• [Görev tanımı]:
Aşağıdaki satırların tamamını hiçbir değişiklik yapmadan çıkarıp yazın, ancak resimleri yanıta almayın.
──────
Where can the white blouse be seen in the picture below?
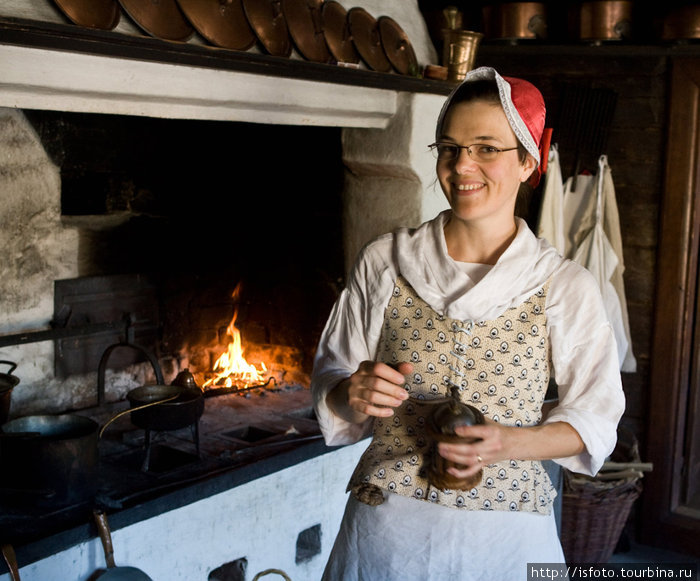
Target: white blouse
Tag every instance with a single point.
(582, 344)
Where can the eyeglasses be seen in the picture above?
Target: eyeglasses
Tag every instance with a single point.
(477, 151)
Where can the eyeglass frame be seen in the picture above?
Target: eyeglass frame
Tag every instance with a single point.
(433, 148)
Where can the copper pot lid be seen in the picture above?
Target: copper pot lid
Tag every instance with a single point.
(270, 26)
(101, 14)
(306, 27)
(365, 35)
(337, 32)
(397, 47)
(160, 18)
(221, 22)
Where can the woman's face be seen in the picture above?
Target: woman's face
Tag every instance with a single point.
(478, 190)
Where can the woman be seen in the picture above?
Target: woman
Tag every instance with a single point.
(470, 299)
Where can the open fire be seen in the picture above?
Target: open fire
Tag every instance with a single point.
(231, 369)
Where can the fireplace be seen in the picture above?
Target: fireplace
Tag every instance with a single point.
(266, 179)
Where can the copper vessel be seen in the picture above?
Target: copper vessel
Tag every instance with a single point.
(606, 20)
(515, 20)
(459, 52)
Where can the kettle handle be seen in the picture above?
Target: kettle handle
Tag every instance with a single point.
(105, 537)
(12, 365)
(11, 559)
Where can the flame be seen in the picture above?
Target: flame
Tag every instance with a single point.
(231, 369)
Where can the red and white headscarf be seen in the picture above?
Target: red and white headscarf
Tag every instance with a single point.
(525, 110)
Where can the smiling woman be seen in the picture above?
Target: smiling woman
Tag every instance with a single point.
(471, 306)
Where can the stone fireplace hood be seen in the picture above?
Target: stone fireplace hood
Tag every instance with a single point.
(387, 118)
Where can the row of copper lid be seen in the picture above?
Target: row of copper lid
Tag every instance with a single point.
(321, 31)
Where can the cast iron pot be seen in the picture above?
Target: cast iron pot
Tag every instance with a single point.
(7, 383)
(174, 407)
(156, 407)
(49, 459)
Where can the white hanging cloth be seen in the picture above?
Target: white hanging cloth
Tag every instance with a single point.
(550, 224)
(593, 239)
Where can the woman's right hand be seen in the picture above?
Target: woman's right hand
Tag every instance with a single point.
(373, 390)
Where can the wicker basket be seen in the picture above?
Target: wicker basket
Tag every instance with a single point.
(595, 510)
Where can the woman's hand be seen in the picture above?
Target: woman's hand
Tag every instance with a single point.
(373, 390)
(493, 442)
(483, 444)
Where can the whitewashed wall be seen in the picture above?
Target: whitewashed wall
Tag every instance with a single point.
(259, 521)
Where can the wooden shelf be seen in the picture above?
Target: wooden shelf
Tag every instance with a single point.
(62, 37)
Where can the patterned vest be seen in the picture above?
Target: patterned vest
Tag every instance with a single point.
(501, 367)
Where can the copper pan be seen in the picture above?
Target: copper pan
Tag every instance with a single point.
(160, 18)
(100, 14)
(515, 20)
(222, 22)
(682, 24)
(365, 35)
(606, 20)
(305, 24)
(397, 46)
(337, 32)
(270, 26)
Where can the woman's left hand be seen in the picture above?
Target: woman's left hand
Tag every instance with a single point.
(493, 442)
(483, 444)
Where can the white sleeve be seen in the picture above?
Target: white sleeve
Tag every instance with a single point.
(585, 367)
(351, 335)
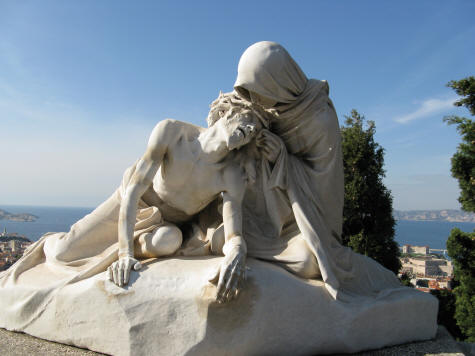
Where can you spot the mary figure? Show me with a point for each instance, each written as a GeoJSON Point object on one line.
{"type": "Point", "coordinates": [301, 180]}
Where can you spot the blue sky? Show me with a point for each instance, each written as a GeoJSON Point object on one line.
──────
• [Alıştırma yanıtı]:
Where can the white blouse be seen in the picture below?
Target: white blouse
Tag every instance with a single point.
(582, 344)
Where can the eyeglasses be seen in the picture above?
Target: eyeglasses
Tag every instance with a single point.
(477, 151)
Where can the eyeglass frame be seen in the picture above?
Target: eyeglass frame
Tag every instance with a single point.
(433, 148)
Where can the copper pot lid be seen in the picture above?
Target: copper pot lid
Tag every instance with a single point.
(270, 26)
(101, 14)
(306, 27)
(365, 35)
(337, 32)
(397, 47)
(160, 18)
(221, 22)
Where can the woman's face be seen in the picture above?
Target: woman's face
Tag every instance with a single point.
(478, 190)
Where can the woman be seen in the picture above?
Target: woman
Tag every instance with a single point.
(470, 299)
Where can the open fire be seen in the picture above?
Target: open fire
Tag every instance with a single point.
(231, 369)
Where can the fireplace be seen in the picture above?
Target: fireplace
Tag every instance with a single point.
(266, 179)
Where can the copper vessel be seen in the picture above?
Target: copper vessel
Tag every instance with a single point.
(606, 20)
(515, 20)
(459, 52)
Where can the kettle handle be seen in the picture above?
Target: kettle handle
Tag every instance with a single point.
(105, 537)
(12, 365)
(11, 559)
Where can the flame be seen in the picture above?
Target: flame
Tag every instance with a single point.
(231, 369)
Where can the red and white headscarf be seen in the picture above?
Target: red and white headscarf
Tag every instance with a single point.
(525, 110)
Where can the smiling woman be seen in the picture above?
Target: smiling woman
Tag every instance with a single point.
(471, 306)
Where can the stone fireplace hood be seen in the picture above?
Target: stone fireplace hood
Tag every instance with a single point.
(387, 118)
Where can the row of copper lid be seen in the picture above?
Target: row of copper lid
Tag every instance with a single point.
(321, 31)
Where can the cast iron pot be seen in the picture above?
Target: cast iron pot
Tag every instance with a single point.
(7, 383)
(174, 407)
(156, 407)
(49, 459)
Where can the white hanging cloth be seen in the picture above?
Target: white hanging cloth
Tag every instance with a single point.
(550, 224)
(593, 239)
Where can the woman's right hand be seen in the picture above?
Target: woman's right hand
Tag every instance with a single point.
(373, 390)
Where can the wicker basket be seen in the picture above?
Target: wicker basket
Tag every instance with a single point.
(595, 510)
Where can the woman's hand be seen in the picture above?
Target: woman's hand
Tag every instance with a single point.
(373, 390)
(493, 442)
(483, 444)
Where can the whitewashed wall be seen in the picture above?
Target: whitewashed wall
Tag every instance with a single point.
(259, 521)
Where can the wooden shelf be seen in the picture above?
Target: wooden shelf
Tag every instance with a single point.
(62, 37)
Where can the patterned vest be seen in the picture above?
Target: patterned vest
Tag every instance with a single point.
(501, 367)
Where can the copper pan be seen in the picture above?
Target: copper pan
Tag every instance with a single point.
(160, 18)
(100, 14)
(515, 20)
(222, 22)
(682, 24)
(365, 35)
(606, 20)
(305, 24)
(397, 46)
(337, 32)
(270, 26)
Where can the woman's left hand be seen in the picture above?
Target: woman's left hand
Tag every instance with a single point.
(493, 442)
(483, 444)
Where can the white sleeve be seen in the picture above?
Target: white sleeve
Tag every instance with a single point.
(585, 367)
(351, 335)
Where can you spot the mary figure? Show me with a point for each instance, each written as a GeoJSON Point object on one line.
{"type": "Point", "coordinates": [301, 180]}
Where can you spot the blue sky? Show me with a point for each instance, each written as a GeoJSON Point object on one line.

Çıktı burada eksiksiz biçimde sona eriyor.